Show each line of the listing below that contains the string "give". Matching is case-sensitive.

— Start —

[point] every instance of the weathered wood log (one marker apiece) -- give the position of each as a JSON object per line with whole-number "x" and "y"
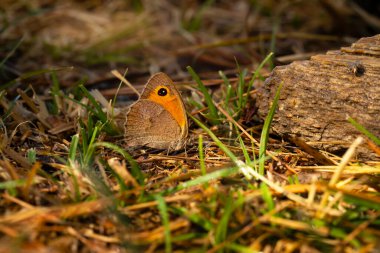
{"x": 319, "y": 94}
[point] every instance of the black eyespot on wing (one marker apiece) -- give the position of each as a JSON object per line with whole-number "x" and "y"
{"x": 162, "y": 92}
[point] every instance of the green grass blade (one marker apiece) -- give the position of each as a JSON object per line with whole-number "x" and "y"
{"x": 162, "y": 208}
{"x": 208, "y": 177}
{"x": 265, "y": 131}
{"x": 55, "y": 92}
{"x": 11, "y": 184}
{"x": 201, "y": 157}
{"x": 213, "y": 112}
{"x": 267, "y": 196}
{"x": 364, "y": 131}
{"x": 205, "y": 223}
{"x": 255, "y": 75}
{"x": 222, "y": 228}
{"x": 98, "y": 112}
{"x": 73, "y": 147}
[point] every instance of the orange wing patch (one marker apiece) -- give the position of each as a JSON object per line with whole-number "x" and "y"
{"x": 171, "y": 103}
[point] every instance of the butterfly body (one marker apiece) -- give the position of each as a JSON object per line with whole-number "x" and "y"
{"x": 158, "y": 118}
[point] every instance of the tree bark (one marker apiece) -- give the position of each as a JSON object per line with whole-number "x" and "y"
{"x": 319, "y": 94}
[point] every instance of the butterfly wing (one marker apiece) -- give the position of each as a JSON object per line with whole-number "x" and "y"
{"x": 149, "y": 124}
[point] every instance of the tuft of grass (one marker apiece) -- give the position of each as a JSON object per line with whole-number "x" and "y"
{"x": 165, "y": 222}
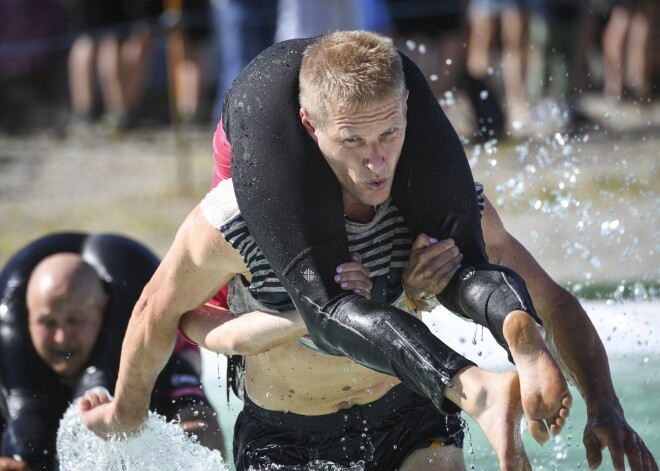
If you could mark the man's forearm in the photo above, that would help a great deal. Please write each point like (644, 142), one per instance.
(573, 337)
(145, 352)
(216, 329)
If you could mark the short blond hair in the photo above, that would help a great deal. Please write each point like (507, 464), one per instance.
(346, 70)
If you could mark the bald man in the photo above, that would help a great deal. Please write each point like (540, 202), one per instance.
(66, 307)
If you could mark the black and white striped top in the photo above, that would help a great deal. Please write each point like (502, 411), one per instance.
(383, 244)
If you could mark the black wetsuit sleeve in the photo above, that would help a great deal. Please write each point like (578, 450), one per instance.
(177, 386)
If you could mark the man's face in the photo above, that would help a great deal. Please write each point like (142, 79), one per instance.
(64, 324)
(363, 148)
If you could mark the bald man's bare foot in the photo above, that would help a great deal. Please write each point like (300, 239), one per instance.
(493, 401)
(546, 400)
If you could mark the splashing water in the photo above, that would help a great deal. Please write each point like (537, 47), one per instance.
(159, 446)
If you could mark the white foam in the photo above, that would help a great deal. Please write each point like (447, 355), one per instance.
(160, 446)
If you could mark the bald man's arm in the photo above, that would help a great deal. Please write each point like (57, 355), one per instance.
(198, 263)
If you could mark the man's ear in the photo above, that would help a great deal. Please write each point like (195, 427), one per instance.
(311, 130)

— End —
— Start —

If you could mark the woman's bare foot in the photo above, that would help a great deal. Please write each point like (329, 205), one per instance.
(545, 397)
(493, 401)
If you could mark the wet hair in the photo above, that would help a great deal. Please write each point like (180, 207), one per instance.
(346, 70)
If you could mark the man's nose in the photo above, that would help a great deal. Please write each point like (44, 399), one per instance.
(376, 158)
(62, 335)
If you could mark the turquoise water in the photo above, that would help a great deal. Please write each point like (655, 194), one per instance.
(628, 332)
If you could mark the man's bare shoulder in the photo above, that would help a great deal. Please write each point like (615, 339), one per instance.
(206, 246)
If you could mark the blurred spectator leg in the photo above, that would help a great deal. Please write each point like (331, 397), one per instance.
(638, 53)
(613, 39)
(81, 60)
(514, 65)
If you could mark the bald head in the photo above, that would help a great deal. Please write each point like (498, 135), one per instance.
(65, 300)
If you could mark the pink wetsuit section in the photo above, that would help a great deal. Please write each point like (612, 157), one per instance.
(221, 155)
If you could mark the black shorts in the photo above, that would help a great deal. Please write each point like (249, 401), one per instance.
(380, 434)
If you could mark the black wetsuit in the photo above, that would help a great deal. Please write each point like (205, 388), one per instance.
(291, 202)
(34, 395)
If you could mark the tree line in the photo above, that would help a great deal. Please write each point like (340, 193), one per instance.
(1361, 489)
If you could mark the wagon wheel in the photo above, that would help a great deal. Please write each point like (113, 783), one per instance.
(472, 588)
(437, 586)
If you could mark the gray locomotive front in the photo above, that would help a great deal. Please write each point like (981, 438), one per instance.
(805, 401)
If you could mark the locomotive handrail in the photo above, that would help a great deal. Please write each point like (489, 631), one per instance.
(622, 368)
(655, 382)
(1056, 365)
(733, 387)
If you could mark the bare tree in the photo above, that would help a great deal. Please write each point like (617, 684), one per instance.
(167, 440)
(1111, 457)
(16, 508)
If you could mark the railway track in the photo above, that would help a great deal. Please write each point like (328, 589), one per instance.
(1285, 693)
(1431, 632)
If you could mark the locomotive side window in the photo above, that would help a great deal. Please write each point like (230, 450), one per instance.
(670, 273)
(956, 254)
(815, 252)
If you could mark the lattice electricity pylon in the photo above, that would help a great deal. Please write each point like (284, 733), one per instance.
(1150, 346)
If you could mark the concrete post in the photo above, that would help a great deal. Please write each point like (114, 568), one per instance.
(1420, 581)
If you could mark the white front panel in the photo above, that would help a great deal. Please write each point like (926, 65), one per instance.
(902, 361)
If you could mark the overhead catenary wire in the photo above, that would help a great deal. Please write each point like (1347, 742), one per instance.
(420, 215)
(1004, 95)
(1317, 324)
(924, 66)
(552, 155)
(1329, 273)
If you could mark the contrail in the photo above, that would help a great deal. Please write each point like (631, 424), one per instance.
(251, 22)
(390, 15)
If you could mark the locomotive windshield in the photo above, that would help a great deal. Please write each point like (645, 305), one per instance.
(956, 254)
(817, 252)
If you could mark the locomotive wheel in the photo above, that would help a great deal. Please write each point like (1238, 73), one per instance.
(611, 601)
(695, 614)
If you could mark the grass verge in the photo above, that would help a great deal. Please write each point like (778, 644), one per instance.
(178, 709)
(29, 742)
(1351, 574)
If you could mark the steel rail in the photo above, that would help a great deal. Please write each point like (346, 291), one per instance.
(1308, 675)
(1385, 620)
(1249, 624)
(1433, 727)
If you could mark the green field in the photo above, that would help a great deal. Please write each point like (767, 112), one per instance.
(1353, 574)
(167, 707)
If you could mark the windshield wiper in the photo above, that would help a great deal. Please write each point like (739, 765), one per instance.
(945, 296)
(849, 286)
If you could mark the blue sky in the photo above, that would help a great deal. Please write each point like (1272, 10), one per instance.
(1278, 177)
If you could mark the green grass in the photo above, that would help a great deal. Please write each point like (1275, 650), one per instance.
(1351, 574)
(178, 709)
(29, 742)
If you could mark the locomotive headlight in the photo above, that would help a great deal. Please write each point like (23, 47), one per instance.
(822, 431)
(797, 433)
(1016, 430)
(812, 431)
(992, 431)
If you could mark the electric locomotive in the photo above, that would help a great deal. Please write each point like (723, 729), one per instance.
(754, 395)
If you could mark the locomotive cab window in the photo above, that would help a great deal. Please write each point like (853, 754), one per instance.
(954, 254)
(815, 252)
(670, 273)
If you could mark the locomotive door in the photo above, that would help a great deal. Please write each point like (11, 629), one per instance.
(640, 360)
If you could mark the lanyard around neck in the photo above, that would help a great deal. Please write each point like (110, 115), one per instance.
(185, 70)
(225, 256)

— End —
— Start —

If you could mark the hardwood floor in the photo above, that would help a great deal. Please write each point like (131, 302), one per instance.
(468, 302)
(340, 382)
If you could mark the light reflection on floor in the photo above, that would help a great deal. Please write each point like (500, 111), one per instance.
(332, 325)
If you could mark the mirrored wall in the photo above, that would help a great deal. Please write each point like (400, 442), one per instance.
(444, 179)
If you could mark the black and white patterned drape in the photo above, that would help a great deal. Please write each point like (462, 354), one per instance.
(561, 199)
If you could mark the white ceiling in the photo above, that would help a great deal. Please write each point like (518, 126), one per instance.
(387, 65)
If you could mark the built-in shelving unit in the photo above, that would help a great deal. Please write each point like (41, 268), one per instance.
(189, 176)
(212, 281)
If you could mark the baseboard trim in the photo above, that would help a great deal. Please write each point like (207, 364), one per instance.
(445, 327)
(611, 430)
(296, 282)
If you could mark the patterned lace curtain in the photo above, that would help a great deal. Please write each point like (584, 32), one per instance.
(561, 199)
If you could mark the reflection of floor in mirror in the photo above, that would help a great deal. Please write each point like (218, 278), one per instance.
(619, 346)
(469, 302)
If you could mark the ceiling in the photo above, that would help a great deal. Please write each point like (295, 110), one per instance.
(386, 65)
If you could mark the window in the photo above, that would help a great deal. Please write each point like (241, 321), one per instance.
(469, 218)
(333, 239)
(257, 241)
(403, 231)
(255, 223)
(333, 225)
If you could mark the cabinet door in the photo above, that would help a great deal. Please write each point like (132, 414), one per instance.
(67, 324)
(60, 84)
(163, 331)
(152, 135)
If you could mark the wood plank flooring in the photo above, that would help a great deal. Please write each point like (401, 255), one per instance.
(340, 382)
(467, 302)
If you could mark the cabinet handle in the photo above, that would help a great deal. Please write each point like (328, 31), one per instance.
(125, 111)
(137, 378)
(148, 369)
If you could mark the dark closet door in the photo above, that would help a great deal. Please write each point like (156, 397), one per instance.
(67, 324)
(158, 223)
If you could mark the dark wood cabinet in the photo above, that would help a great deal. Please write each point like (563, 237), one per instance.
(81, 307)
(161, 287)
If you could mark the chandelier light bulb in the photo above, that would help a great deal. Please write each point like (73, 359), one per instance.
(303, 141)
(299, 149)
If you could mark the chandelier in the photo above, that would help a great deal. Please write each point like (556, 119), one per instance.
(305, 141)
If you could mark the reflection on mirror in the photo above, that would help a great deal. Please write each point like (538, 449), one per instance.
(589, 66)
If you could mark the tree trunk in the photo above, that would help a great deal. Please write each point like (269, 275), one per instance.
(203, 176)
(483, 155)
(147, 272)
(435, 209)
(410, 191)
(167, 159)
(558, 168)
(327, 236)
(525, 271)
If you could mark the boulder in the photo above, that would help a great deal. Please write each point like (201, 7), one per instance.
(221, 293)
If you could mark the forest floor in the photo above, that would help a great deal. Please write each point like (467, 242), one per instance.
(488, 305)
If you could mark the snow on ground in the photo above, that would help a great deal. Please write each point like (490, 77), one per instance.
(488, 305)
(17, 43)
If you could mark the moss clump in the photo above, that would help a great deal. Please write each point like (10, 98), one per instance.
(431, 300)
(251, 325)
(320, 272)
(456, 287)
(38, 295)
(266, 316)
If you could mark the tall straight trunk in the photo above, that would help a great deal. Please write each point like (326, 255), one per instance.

— End —

RESPONSE:
[point] every instance of the weathered wood log (one marker apiece) -- give the position of each as a JSON object per line with whole-number "x" and "y"
[point] every instance of the black eyespot on wing (one marker apiece) -- give the position of each as a JSON object per line with whole-number "x" and "y"
[point] every instance of the green grass blade (one marker apiece) -- give the position of each as a JSON object per line with whole-number "x" and "y"
[point] every instance of the orange wing patch (one marker apiece) -- give the position of each as a JSON object per line with whole-number "x" and "y"
[point] every instance of the butterfly body (one marker apiece) -- give the position of each as a JSON object per line with whole-number "x" and "y"
[point] every instance of the tree bark (one marker apiece) -- give the position of each as a JSON object per line with whole-number "x" and "y"
[point] every instance of the butterfly wing (one marker apiece) -- give the position of each as a JSON object per line with whole-number "x" and "y"
[point] every instance of the tuft of grass (one marker apiece) -- give the position of each as a JSON object per line with whole-number "x" and "y"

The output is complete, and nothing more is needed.